:: THE INPUT ::
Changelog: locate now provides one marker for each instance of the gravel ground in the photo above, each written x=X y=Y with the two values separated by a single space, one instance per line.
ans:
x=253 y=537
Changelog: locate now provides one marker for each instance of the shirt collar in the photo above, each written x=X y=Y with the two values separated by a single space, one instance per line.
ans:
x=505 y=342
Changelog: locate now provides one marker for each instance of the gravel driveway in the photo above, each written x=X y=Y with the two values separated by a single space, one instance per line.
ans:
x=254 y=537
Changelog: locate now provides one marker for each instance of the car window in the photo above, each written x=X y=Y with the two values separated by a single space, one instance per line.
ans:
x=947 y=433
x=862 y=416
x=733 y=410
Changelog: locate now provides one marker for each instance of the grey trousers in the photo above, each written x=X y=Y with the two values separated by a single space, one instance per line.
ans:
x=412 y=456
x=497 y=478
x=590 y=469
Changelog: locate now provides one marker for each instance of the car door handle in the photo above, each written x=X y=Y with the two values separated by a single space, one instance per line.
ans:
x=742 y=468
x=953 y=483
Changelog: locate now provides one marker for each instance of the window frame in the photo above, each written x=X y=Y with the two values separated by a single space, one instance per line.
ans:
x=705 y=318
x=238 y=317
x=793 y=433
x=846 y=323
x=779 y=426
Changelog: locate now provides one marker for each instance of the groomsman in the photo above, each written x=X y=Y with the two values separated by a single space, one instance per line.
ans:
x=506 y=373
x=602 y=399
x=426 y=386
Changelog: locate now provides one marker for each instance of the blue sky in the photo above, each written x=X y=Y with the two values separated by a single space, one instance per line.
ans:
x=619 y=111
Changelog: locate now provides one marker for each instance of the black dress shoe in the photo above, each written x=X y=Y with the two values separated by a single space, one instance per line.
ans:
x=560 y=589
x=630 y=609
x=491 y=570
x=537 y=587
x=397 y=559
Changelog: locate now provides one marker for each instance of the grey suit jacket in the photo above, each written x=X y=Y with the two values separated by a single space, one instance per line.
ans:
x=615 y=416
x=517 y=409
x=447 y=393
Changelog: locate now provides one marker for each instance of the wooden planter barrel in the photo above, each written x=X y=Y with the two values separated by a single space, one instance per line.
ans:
:::
DIRECTIVE
Rewrite all of the rows above, replacing "marker" with "point" everywhere it occurs and leaving everything else unchanged.

EXERCISE ANSWER
Changelog: locate now provides one point for each instance of the gravel ground in the photo above, each written x=X y=Y with the two values separated by a single space, one instance per line.
ans:
x=253 y=537
Changelog: locate now provides one point for each instance of the shirt collar in the photo above, each written x=X y=Y with the two values separated by a single space, one instance per line.
ans:
x=505 y=342
Changelog: locate now provides one point for each instance of the gravel driveway in the photo above, each written x=X y=Y with the two values separated by a single space, one instance per line.
ans:
x=254 y=537
Changelog: locate now provides one point for each instance of the car window in the photo above, each written x=X y=Y with the two values separated by a single space, one instance per line.
ans:
x=947 y=433
x=862 y=416
x=733 y=410
Changelog: locate now provides one point for each instance of the grey trousers in the photo above, each written x=X y=Y with the two values separated by a single space, one instance per line.
ans:
x=412 y=456
x=497 y=478
x=590 y=469
Changelog: locate now provides one point for each instance of the car door handle in the photo above, each written x=X y=Y with the two values separated by a single space, one instance per line.
ans:
x=742 y=468
x=953 y=483
Changelog: locate now provides one point for each instance of the window frame in the photo above, each written x=X y=Y with the two values separated by a single space, one instance per line.
ans:
x=705 y=318
x=238 y=317
x=793 y=433
x=846 y=323
x=779 y=426
Changelog: locate now provides one point for each instance of the groomsman in the photo above, each written x=X y=Y with the two values separated by a single space, one instance per line.
ans:
x=506 y=373
x=602 y=399
x=426 y=386
Changelog: locate now provides one point for each instance of the blue sky in the photo above, each written x=X y=Y with the two values separated by a single space, one instance per line.
ans:
x=619 y=111
Changelog: locate now provides one point for each instance of the black dress shoe in the photo above, each written x=X y=Y with the two values separated by a single space, one instance per line.
ans:
x=560 y=589
x=630 y=609
x=491 y=570
x=537 y=587
x=397 y=559
Changelog: locate now provides one point for each instance of the grey suit jacket in the photo above, each written x=X y=Y with the two values separated by a single space, one instance per line.
ans:
x=615 y=416
x=517 y=409
x=447 y=393
Changelog: locate now provides one point for each instance of the wooden planter barrel in the photo above, each written x=X y=Y with the two values separated by a single space, one instance per line.
ans:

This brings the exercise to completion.